= DATASET =
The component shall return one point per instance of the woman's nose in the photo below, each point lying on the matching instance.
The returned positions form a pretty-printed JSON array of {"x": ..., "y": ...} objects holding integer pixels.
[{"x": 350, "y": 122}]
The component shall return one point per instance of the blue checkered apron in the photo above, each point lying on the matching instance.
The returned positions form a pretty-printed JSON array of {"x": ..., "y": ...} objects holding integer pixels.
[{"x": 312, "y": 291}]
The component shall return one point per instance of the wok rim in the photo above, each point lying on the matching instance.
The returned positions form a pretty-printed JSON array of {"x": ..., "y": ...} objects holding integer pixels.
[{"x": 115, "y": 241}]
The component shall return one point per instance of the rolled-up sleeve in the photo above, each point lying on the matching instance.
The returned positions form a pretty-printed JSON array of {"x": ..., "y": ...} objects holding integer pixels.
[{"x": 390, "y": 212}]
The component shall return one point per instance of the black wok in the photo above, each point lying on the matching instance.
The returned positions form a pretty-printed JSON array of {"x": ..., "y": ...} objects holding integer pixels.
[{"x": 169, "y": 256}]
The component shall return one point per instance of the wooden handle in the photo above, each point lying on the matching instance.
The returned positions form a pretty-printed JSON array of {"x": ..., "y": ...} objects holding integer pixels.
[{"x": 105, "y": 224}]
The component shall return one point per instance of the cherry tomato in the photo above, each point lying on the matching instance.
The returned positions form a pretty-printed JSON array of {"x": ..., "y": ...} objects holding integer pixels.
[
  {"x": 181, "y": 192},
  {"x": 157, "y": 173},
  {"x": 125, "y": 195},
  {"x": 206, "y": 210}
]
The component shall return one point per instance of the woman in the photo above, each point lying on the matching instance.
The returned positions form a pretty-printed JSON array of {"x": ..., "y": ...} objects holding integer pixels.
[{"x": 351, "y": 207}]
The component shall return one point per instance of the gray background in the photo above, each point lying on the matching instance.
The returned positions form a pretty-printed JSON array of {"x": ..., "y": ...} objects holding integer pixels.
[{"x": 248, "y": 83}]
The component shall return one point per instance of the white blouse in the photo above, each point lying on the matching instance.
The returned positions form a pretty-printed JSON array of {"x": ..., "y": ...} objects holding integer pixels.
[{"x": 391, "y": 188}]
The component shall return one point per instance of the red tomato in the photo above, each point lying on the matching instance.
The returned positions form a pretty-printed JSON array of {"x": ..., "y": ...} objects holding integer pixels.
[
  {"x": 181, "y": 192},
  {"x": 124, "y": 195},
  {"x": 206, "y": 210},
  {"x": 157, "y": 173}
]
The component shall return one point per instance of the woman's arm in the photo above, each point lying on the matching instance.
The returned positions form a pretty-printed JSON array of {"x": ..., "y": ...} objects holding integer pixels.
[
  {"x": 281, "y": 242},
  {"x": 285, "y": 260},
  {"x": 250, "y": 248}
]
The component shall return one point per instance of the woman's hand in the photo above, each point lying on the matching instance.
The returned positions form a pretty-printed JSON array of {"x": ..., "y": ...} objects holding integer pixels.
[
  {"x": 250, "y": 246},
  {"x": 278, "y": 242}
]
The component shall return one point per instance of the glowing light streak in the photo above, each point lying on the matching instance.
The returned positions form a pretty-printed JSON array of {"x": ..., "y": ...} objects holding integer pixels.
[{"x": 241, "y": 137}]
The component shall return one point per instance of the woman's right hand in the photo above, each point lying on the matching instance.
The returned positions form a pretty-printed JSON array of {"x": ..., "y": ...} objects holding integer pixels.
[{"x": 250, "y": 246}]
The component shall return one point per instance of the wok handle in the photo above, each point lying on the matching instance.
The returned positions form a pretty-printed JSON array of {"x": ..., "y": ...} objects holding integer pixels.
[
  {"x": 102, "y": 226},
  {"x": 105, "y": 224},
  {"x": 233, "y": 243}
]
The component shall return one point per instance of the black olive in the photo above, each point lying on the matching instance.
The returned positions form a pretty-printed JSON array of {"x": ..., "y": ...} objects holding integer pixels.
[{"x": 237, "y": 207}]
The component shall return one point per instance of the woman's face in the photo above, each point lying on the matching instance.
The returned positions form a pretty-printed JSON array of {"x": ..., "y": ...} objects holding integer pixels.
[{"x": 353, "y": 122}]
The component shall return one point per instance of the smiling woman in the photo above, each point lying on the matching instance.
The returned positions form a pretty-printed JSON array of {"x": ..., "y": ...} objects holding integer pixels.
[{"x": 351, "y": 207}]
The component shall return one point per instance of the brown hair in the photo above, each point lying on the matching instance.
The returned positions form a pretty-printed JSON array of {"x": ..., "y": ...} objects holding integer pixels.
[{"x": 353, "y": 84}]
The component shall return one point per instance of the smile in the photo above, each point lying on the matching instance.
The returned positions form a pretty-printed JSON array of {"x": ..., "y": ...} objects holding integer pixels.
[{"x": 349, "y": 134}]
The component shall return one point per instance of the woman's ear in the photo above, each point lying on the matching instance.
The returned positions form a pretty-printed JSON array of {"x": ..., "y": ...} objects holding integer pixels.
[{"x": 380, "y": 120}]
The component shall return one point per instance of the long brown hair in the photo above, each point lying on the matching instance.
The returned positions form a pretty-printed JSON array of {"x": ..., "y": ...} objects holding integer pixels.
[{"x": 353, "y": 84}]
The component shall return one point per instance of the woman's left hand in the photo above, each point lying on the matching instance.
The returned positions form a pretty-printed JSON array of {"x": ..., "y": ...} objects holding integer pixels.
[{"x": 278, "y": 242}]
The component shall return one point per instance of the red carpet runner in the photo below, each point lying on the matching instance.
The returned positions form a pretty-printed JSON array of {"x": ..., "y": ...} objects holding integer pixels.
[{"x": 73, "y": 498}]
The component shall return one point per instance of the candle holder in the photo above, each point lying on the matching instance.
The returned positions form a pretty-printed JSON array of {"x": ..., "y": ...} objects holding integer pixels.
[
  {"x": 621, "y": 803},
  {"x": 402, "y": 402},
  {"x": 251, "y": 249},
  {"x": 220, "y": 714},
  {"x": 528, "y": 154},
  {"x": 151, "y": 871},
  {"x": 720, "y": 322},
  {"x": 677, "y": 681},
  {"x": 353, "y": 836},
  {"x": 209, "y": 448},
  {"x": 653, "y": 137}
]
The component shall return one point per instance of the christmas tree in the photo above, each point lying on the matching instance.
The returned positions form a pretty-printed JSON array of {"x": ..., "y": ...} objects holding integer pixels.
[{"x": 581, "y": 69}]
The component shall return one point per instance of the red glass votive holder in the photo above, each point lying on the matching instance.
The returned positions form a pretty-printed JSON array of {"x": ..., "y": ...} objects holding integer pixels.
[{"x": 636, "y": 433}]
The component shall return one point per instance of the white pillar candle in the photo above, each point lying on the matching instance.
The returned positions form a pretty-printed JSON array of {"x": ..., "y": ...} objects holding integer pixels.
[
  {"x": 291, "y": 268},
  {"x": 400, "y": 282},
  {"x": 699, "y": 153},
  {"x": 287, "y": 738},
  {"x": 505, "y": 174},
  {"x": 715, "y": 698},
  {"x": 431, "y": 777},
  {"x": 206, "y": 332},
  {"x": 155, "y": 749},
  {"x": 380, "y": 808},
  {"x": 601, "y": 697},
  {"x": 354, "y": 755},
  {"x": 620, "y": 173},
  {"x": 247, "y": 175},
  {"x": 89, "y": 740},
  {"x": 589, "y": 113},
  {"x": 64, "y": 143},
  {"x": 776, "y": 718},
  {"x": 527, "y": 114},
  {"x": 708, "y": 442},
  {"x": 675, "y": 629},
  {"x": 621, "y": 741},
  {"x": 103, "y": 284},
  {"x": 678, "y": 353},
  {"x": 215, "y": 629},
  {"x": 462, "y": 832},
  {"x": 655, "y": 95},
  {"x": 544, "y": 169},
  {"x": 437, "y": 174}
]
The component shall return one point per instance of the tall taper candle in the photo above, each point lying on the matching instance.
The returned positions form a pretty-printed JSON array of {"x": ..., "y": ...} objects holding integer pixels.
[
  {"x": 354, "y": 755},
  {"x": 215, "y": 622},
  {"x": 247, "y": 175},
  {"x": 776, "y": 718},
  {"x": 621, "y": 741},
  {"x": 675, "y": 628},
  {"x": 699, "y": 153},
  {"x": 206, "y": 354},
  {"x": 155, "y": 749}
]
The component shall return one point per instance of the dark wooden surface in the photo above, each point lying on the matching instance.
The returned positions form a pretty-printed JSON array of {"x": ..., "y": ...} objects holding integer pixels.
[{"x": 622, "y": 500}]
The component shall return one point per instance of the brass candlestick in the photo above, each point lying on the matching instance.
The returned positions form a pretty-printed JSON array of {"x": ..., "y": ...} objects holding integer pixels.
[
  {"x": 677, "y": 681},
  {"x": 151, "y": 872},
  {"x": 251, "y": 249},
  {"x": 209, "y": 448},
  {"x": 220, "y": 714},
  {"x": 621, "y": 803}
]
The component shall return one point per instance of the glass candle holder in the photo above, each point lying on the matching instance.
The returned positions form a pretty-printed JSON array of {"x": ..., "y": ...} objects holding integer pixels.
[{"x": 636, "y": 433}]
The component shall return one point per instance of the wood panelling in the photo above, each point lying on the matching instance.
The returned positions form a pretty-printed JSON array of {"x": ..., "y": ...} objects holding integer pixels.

= STATED GOAL =
Beginning with the line that contains "The component shall return one point per instance of the tall", repeat every line through the end of the records and nothing more.

= CORRECT ANSWER =
The component shall return one point per instance of the tall taper candle in the photo above, each point lying on the matching instance.
The returned positions form a pretty-printed JSON array of {"x": ..., "y": ...} objects holding integer pixels.
[
  {"x": 354, "y": 755},
  {"x": 215, "y": 622},
  {"x": 247, "y": 175},
  {"x": 776, "y": 718},
  {"x": 621, "y": 741},
  {"x": 675, "y": 628},
  {"x": 699, "y": 153},
  {"x": 206, "y": 354},
  {"x": 155, "y": 749}
]
The component shall return one point per instance of the dark wooden surface in the photo above, each point lying on the matching instance.
The returned positions form a pretty-printed JSON array of {"x": ..., "y": ...} objects holding integer pixels.
[{"x": 622, "y": 500}]
The component shall return one point per instance of the brass candlestick in the photo above, each point lying on the matching instance.
The returned positions form a pretty-printed JSON array of {"x": ..., "y": ...} objects holding integer pixels.
[
  {"x": 677, "y": 681},
  {"x": 151, "y": 872},
  {"x": 251, "y": 249},
  {"x": 209, "y": 448},
  {"x": 220, "y": 714},
  {"x": 621, "y": 803}
]
The component shall return one point per instance of the glass candle holder in the photo above, each point lying on the matching instance.
The returned positions form a pretty-printed JSON array of {"x": ..., "y": ...} objects holding integer pixels.
[{"x": 636, "y": 433}]
The component shall return one point per instance of the wood panelling in the photo above, each point lying on the matching instance.
The returned positions form a pretty-printed JSON array of {"x": ..., "y": ...} objects holding integer pixels.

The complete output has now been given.